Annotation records

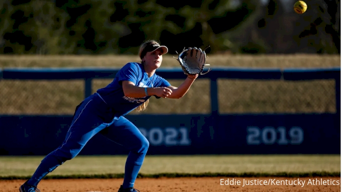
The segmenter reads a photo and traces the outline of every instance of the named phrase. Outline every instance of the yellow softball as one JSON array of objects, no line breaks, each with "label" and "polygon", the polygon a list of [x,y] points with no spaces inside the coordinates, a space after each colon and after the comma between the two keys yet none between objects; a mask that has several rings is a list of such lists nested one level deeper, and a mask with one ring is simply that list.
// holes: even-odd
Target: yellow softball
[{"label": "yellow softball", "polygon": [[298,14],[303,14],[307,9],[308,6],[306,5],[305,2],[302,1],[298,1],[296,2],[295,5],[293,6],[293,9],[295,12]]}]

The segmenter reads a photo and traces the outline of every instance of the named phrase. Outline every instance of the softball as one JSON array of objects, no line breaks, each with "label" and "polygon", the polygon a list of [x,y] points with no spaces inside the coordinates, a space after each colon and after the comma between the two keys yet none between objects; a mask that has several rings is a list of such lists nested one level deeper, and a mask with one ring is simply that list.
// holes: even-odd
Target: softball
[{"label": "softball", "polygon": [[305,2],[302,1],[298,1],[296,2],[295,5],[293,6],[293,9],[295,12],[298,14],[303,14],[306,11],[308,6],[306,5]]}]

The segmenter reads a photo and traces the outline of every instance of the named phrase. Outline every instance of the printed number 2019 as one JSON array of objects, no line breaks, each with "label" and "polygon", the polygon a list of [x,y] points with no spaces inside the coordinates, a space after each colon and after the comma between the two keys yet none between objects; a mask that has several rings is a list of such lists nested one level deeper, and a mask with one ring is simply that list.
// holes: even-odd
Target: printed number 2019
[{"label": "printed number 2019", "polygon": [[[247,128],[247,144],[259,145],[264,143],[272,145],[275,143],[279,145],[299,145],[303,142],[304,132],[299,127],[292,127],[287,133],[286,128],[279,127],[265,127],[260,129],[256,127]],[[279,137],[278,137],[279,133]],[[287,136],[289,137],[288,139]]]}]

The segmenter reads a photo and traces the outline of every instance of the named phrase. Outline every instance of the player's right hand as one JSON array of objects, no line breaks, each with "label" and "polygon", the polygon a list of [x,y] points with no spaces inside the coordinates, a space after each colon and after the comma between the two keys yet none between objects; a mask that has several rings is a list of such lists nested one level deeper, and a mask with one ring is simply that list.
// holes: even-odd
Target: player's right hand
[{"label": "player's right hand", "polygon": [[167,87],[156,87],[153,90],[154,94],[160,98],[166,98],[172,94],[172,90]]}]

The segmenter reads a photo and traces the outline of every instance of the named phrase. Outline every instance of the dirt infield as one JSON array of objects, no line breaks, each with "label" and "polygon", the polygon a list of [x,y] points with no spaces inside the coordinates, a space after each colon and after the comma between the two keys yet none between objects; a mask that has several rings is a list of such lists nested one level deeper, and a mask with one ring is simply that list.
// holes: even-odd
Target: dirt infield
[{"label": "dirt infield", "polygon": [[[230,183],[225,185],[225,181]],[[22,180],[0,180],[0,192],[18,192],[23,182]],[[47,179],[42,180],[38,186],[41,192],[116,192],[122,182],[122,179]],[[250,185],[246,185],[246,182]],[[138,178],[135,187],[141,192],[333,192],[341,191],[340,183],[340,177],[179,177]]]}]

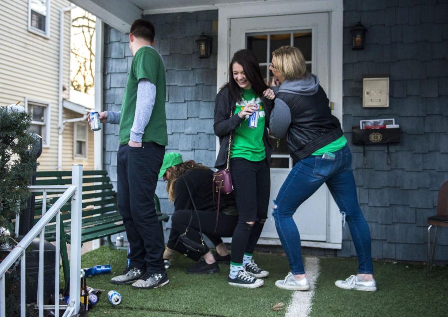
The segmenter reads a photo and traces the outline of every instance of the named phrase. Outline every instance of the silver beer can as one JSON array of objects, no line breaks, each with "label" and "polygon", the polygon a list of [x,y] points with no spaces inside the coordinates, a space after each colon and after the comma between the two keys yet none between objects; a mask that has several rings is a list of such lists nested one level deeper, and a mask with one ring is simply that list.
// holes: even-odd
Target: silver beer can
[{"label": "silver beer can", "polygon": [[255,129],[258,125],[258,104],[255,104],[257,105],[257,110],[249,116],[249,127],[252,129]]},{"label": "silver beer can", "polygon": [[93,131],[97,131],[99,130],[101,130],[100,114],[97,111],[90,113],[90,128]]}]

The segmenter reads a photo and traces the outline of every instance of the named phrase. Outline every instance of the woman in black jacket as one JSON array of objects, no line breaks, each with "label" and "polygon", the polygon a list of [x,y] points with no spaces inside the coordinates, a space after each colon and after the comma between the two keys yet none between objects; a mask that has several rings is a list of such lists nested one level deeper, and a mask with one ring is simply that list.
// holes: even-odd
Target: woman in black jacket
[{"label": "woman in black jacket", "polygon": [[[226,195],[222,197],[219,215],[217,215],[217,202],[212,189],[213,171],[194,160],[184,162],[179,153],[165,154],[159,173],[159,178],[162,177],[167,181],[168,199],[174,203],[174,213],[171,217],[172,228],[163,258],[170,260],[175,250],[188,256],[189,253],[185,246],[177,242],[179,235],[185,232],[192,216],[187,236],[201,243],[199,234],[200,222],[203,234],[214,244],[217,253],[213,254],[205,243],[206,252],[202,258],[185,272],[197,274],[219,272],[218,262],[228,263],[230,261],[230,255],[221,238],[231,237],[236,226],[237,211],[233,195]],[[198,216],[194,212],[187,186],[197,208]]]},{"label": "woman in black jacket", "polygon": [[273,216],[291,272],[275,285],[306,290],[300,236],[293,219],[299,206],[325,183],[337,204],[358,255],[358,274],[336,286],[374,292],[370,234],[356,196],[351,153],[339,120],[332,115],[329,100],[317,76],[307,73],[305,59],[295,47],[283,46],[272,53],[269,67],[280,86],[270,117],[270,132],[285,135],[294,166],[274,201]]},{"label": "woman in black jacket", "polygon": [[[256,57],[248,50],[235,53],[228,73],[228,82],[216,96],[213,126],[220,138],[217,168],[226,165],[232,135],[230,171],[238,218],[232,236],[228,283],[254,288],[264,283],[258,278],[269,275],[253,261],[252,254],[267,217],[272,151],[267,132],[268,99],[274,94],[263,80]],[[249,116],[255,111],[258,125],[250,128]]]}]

### Exercise objective
Copy the lines of the items above word for word, starting with the line that contains "of the silver" and going on through the line that contains "Target: silver beer can", both included.

### Task output
The segmenter reads a photo and traces the outline of every instance of the named phrase. Outline every instance of the silver beer can as one JSON array of objects, no line breaks, each with "label" and "polygon", the polygon a list of [x,y] points with no spaces inside the coordinates, a space after each colon and after the comma between the two keys yet none between objects; a mask that has several rings is a list of such lists nested one level deeper, and a mask with one ring is simply that list.
// holes: even-odd
Target: silver beer can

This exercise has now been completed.